*Aim of the exercise*
The listing beneath should be written out in full, exactly as shown.
##### Data under study
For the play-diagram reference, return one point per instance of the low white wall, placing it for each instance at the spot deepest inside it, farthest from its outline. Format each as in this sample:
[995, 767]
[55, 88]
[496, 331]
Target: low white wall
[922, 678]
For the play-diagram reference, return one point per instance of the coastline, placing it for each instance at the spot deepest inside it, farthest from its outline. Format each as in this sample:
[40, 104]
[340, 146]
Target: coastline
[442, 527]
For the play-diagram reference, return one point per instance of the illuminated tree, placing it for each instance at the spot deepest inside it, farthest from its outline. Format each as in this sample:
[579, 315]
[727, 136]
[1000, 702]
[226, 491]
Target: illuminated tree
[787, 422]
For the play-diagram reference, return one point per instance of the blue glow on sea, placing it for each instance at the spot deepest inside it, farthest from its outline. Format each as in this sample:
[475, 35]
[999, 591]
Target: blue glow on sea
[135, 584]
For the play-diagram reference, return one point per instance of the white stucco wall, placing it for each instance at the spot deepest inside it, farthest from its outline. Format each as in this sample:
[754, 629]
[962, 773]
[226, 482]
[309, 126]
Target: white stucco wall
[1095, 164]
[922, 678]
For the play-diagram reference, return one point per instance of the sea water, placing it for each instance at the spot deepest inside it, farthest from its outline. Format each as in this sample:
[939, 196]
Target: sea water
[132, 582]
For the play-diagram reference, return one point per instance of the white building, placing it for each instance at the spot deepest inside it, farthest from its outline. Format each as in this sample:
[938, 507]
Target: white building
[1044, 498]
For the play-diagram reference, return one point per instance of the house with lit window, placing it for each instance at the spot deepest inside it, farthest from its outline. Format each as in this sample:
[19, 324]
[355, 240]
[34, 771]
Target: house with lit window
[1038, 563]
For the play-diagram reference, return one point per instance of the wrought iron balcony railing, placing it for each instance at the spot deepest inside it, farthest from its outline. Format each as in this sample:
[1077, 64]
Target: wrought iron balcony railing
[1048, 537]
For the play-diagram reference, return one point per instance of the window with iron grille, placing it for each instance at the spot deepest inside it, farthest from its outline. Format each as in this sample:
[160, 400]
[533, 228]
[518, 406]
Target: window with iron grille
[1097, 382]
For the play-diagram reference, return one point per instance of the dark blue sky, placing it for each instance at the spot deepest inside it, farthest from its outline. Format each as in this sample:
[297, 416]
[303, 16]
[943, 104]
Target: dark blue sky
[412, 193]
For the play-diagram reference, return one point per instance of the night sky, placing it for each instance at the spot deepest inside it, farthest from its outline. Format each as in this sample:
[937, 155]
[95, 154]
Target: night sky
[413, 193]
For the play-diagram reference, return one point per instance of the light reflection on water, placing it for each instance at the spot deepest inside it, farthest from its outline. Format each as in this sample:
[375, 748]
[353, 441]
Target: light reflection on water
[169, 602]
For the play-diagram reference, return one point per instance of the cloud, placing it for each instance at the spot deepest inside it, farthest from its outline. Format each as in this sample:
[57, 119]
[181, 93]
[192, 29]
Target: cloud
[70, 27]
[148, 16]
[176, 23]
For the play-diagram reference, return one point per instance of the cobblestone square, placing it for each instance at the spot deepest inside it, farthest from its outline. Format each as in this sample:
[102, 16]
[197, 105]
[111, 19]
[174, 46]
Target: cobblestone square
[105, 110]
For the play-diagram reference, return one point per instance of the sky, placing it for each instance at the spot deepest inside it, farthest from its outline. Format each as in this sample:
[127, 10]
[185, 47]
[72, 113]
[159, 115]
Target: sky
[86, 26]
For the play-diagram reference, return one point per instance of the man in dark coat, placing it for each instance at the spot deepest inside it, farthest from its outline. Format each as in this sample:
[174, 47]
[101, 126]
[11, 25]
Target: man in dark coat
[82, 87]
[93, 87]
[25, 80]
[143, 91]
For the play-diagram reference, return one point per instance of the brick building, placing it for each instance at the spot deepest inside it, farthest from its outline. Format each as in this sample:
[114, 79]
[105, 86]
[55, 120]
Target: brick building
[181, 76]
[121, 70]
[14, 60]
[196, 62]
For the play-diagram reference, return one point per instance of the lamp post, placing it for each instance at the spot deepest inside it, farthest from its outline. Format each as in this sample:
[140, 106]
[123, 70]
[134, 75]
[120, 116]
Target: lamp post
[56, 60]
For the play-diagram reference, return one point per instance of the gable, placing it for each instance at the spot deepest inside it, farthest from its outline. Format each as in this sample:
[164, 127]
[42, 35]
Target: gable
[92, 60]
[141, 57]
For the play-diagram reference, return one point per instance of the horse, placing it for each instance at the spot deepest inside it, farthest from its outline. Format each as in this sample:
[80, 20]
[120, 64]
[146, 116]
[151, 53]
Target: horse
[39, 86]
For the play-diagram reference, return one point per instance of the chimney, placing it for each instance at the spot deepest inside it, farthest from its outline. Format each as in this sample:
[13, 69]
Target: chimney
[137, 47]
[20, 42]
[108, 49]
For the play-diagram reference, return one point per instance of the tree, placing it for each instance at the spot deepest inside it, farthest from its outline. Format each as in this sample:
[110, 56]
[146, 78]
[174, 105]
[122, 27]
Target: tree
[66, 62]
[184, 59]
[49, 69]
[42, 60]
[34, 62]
##########
*Task answer*
For the play-diagram reference, return one point per instance of the low white wall, placing it for each instance at the spot deepest inside it, farthest from its outline. Format each as in this sample:
[995, 767]
[55, 88]
[496, 331]
Target: low white wall
[922, 678]
For the play-diagram reference, return one point per instance of the coastline, placing it for each instance at the spot deepest inside it, farthest from its outline. Format each as in this sample:
[40, 104]
[340, 146]
Target: coastline
[442, 527]
For the play-diagram reference, return one point per instance of the illuminated tree, placing it for each instance at the spot deepest inside it, farthest from its outline. Format each as in this sample:
[579, 315]
[727, 136]
[1000, 702]
[226, 491]
Target: illuminated tree
[787, 422]
For the play-diagram reference, return one point per instance of the blue glow on sea, placing it for each instance at the spot deepest inside it, farthest from its outline. Format each as in this sample:
[475, 35]
[999, 591]
Target: blue glow on sea
[135, 584]
For the play-diagram reference, return one point per instance of the white stucco wall, placing it for each instance at the spot deepest inside it, farthest from its outline. Format each as in this sample:
[754, 629]
[962, 773]
[226, 482]
[309, 126]
Target: white stucco wall
[1095, 164]
[922, 678]
For the play-diagram reference, return one point per instance of the sea water, placing it for each instance at the spot deepest inside it, farthest from its outline. Format each as in this sample:
[939, 196]
Target: sea water
[132, 582]
For the play-diagram reference, return one point per instance of the white building, placing it for each instance at the spot deepest inside it, farthest from its outline. Format each as in this sample:
[938, 507]
Target: white building
[1044, 498]
For the play-diagram reference, return one point per instance of the house with lit window, placing it for each instance at the spot deepest inside it, farthest from its outline. Format each as in this sample:
[19, 324]
[355, 240]
[34, 771]
Target: house with lit window
[1038, 563]
For the play-diagram reference, return one point per instance of the wrought iron balcony railing, placing it for each instance at the spot deepest inside it, farthest from its outline. Format each as in this sample:
[1077, 64]
Target: wrought iron balcony railing
[1048, 537]
For the play-diagram reference, return one point per instance of the window with iron grille, placing it for each instance at the spot deepest inside it, farthest from its outline. Format each as in this sample:
[160, 400]
[533, 228]
[518, 406]
Target: window with iron grille
[1097, 382]
For the play-diagram reference, return one point per instance of the dark blue sky, placing it for each instance at the spot deepest inside it, farthest from its outline. Format each as in this sample:
[297, 416]
[303, 16]
[943, 104]
Target: dark blue sky
[412, 193]
For the play-diagram reference, return one point per instance of the night sky, placing it for each instance at the spot deepest inside it, farthest from its outline. Format each as in this sample:
[937, 155]
[95, 154]
Target: night sky
[413, 193]
For the play-diagram reference, return one point per instance of the light reflection on water, placing it for each instance at the spot deepest inside it, farthest from its outline. Format each as in this sample:
[375, 748]
[353, 441]
Target: light reflection on water
[169, 602]
For the play-diagram reference, return one point per instance of the cloud, placing it for each instance at the spot deepest inside it, farthest from its outline. Format each as in this sample:
[57, 119]
[181, 93]
[192, 29]
Target: cloud
[70, 27]
[148, 16]
[176, 23]
For the play-diagram reference, return one point per instance of the cobblestone square, placing it for each instance at the spot deepest inside it, farthest from its outline. Format each as in this sample:
[102, 16]
[197, 105]
[111, 19]
[174, 46]
Target: cobblestone square
[105, 110]
For the play-diagram reference, return one point per instance of the sky, placing it for each instance at the spot deepest inside it, farthest from its outline. Format each as in this sample:
[127, 10]
[185, 47]
[72, 113]
[159, 115]
Target: sky
[86, 26]
For the play-diagram reference, return one point per instance of the man in dark coat, placing it for each instance at the spot deepest inside it, farthest from its outline. Format each as in this sample:
[174, 47]
[101, 126]
[11, 25]
Target: man in dark coat
[82, 87]
[93, 87]
[25, 80]
[143, 91]
For the play-diagram reference, return one point per instance of the brick building, placing it for each instance at the spot deepest inside it, farthest from its outline. Format each as in this sample:
[114, 79]
[105, 86]
[55, 120]
Target: brick building
[181, 76]
[121, 70]
[14, 60]
[196, 62]
For the play-diagram reference, return one point per instance of the lamp post, placing it for each instance at the spot deepest inside it, farthest from its outline. Format each as in this sample:
[140, 106]
[123, 70]
[134, 75]
[120, 116]
Target: lamp post
[56, 60]
For the play-diagram reference, return one point per instance of the gable, placing it for each instance at the spot deepest inside it, farthest from its outline. Format each as in this sample:
[164, 127]
[42, 35]
Target: gable
[92, 60]
[141, 57]
For the play-diagram reference, return one point per instance of the horse, placing it for each instance at the spot deepest inside it, farthest from its outline. Format each as in this sample:
[80, 20]
[120, 64]
[146, 116]
[151, 53]
Target: horse
[39, 86]
For the play-diagram reference, return one point per instance of the chimney, placing it for each instance at the spot deepest inside it, farthest from its outline. Format each as in this sample:
[13, 69]
Target: chimney
[137, 47]
[20, 42]
[108, 49]
For the play-diagram reference, return one point per instance of the tree, placing it for each instance at the spot deepest inside it, farthest from its outline. Format each as in this sample:
[110, 56]
[146, 78]
[174, 105]
[122, 27]
Target: tree
[66, 62]
[184, 59]
[49, 69]
[42, 60]
[34, 62]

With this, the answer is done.